++++ TESTO FORNITO ++++

NIPT: opportunità offerta dalla genetica prenatale non adeguatamente sostenuta dal sistema sanitario pubblico?
ROMA – L’acronimo NIPT sta per “Non invasive Prenatal Test”; si tratta di uno strumento (test) di screening prenatale, definito anche “Test del DNA fetale”, che ha il vantaggio di non essere invasivo, di non comportare rischi per la donna in gravidanza e per la salute del feto. Di fatto, partendo da un semplice prelievo di sangue venoso della gestante, attraverso l’utilizzo di specifiche tecnologie si isola e quantifica la modesta frazione di DNA del feto circolante nel sangue materno e, a partire dalla IX/X settimana di gravidanza, si indaga la presenza di eventuali patologie cromosomiche del feto, permettendo così di conoscere i fattori di rischio associati a una gravidanza.

++++ DATI DA ESAMINARE ++++

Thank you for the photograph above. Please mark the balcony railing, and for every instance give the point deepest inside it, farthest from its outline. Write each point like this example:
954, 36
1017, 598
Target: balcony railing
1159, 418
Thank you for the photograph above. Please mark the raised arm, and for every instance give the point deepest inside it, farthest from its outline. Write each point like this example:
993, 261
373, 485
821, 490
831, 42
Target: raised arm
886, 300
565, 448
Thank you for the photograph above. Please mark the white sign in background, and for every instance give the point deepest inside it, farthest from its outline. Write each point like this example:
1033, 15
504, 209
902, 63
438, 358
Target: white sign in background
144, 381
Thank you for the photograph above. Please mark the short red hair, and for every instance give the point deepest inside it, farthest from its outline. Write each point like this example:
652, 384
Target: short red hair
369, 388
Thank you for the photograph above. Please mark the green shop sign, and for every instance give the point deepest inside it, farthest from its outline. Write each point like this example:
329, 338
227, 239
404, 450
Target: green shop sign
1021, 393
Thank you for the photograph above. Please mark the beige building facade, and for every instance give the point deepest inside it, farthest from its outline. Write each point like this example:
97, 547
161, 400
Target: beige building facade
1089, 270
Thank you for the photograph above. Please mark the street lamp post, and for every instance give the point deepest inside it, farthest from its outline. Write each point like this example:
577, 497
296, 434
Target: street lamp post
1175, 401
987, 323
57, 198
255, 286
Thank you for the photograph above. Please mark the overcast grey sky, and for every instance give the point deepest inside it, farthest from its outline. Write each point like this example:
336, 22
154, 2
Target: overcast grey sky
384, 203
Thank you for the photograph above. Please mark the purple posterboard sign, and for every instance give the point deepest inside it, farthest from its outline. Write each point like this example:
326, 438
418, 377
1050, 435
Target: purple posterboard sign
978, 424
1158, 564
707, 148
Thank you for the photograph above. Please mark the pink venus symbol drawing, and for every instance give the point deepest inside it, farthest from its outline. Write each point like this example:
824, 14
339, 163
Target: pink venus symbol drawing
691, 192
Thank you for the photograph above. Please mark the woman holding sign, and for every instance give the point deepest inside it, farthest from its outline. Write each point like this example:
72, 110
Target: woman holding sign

++++

**AZIONE RICHIESTA 1:** Restituisci senza modifiche tutto ciò che, nel testo sul NIPT, va da "NIPT: opportunità offerta" giù fino a "a una gravidanza.".
**AZIONE RICHIESTA 2:** Scrivi il seguito del testo sul NIPT, riprendendo dal punto in cui si ferma.

**SPAZIO RISPOSTA 1:**
NIPT: opportunità offerta dalla genetica prenatale non adeguatamente sostenuta dal sistema sanitario pubblico?
ROMA – L’acronimo NIPT sta per “Non invasive Prenatal Test”; si tratta di uno strumento (test) di screening prenatale, definito anche “Test del DNA fetale”, che ha il vantaggio di non essere invasivo, di non comportare rischi per la donna in gravidanza e per la salute del feto. Di fatto, partendo da un semplice prelievo di sangue venoso della gestante, attraverso l’utilizzo di specifiche tecnologie si isola e quantifica la modesta frazione di DNA del feto circolante nel sangue materno e, a partire dalla IX/X settimana di gravidanza, si indaga la presenza di eventuali patologie cromosomiche del feto, permettendo così di conoscere i fattori di rischio associati a una gravidanza.

**SPAZIO RISPOSTA 2:**
Come spiega il prof. Antonio Novelli – Direttore del Laboratorio di Genetica Medica e dell’area di ricerca di Citogenomica traslazionale dell’Ospedale pediatrico Bambino Gesù di Roma – posto che nessun test esclude, a priori, la possibilità di avere un figlio affetto da una patologia genetica, il NIPT è indubbiamente un test sicuro, estremamente affidabile, che consente di rilevare il rischio di patologie quali la sindrome di Patau, la sindrome di Edwards, la sindrome di Down, e che nasce in particolare per evitare lo svolgimento di accertamenti invasivi inutili da subito, come nel caso dell’amniocentesi che, peraltro, può essere eseguita solo a partire dalla XV settimana di gestazione e richiede anche tempi di refertazione piuttosto lunghi. Lo stesso prof. Novelli ricorda, tra l’altro, che il NIPT: non sostituisce mai le indagini ecografiche, motivo per cui la situazione ottimale per eseguire il test sarebbe di farlo contestualmente a un’ecografia con misurazione della translucenza nucale, che escluda eventuali anomalie già visibili a un’epoca gestazionale precoce; è il test ideale per le gravidanze a basso rischio ovvero per donne al di sotto dei 35 anni e senza rischio specifico di patologie genetiche, mentre nel caso in cui le indagini ecografiche documentino il sospetto di malformazione fetale è fondamentale optare per le procedure invasive (villocentesi o amniocentesi); soggiace, come tutti i test genetici, a dei limiti biologici, ragione per cui eventuali risultati positivi o dubbi da esso rilevati devono essere sempre confermati dall’indagine diagnostica; va possibilmente effettuato in un centro che, contestualmente, offra anche la possibilità di un accertamento ecografico e di un’adeguata consulenza genetica, in particolar modo qualora si presentasse la necessità di approfondimenti diagnostici ulteriori.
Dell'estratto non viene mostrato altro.